■ PROBLEM REQUIREMENTS
Each record below must be written out again in exactly the same form.

■ DATA FOR PROCESSING
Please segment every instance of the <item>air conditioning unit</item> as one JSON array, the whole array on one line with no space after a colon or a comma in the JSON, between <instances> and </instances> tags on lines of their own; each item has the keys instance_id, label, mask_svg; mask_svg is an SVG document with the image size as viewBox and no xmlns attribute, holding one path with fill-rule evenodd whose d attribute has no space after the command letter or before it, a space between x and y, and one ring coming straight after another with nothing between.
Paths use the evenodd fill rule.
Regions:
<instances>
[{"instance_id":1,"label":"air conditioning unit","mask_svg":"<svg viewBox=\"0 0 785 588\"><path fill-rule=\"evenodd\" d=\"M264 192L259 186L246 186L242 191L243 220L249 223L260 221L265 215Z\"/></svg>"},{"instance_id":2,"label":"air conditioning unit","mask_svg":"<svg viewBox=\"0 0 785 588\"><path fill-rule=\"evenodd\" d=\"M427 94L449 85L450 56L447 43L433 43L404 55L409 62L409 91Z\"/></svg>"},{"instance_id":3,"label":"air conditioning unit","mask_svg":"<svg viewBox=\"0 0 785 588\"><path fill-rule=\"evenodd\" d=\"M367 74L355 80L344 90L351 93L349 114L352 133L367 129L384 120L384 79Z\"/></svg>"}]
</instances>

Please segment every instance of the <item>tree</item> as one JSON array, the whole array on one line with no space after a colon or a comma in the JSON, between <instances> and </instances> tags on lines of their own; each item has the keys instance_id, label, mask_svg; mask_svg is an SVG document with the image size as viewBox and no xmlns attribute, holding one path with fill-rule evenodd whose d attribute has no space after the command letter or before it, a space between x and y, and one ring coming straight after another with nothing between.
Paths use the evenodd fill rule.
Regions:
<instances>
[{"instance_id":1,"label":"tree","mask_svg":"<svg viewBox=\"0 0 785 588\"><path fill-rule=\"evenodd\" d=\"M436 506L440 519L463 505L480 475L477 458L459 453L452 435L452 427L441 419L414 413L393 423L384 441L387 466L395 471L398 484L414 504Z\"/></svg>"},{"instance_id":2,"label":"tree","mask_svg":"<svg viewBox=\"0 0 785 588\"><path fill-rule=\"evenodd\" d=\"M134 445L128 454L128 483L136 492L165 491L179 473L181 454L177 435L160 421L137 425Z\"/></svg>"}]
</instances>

■ EXERCISE RESULT
Please segment every instance of the <item>air conditioning unit</item> as one JSON array, the whole array on one line with no space after a colon or a comma in the JSON, between <instances> and </instances> tags on lines of their own; each item has the keys instance_id, label, mask_svg; mask_svg is an SVG document with the image size as viewBox and no xmlns attribute, holding one path with fill-rule evenodd whose d attribute has no space after the command letter or before it, a space between x and y, and one ring coming straight after another with nothing between.
Paths use the evenodd fill rule.
Regions:
<instances>
[{"instance_id":1,"label":"air conditioning unit","mask_svg":"<svg viewBox=\"0 0 785 588\"><path fill-rule=\"evenodd\" d=\"M264 192L259 186L246 186L242 191L243 220L249 223L260 221L265 215Z\"/></svg>"},{"instance_id":2,"label":"air conditioning unit","mask_svg":"<svg viewBox=\"0 0 785 588\"><path fill-rule=\"evenodd\" d=\"M427 94L449 85L450 56L447 43L433 43L404 55L409 62L409 91Z\"/></svg>"},{"instance_id":3,"label":"air conditioning unit","mask_svg":"<svg viewBox=\"0 0 785 588\"><path fill-rule=\"evenodd\" d=\"M367 74L355 80L344 90L351 93L349 114L352 133L367 129L384 120L384 79Z\"/></svg>"}]
</instances>

Please segment every instance of the <item>tree</item> as one JSON array, the whole array on one line with no space after a colon or a comma in the JSON, between <instances> and </instances> tags on lines of their own; each item has the keys instance_id, label, mask_svg; mask_svg is an SVG document with the image size as viewBox and no xmlns attribute, holding one path with fill-rule evenodd whose d attribute has no space after the command letter or before it, a space between x and y, and one ring coming straight after another with nothing between.
Paths use the evenodd fill rule.
Regions:
<instances>
[{"instance_id":1,"label":"tree","mask_svg":"<svg viewBox=\"0 0 785 588\"><path fill-rule=\"evenodd\" d=\"M436 506L440 519L463 505L480 475L477 458L459 453L452 435L452 427L441 419L414 413L393 423L384 441L387 466L395 471L398 484L414 504Z\"/></svg>"},{"instance_id":2,"label":"tree","mask_svg":"<svg viewBox=\"0 0 785 588\"><path fill-rule=\"evenodd\" d=\"M134 445L128 454L128 483L136 492L165 491L179 473L181 454L177 435L160 421L137 425Z\"/></svg>"}]
</instances>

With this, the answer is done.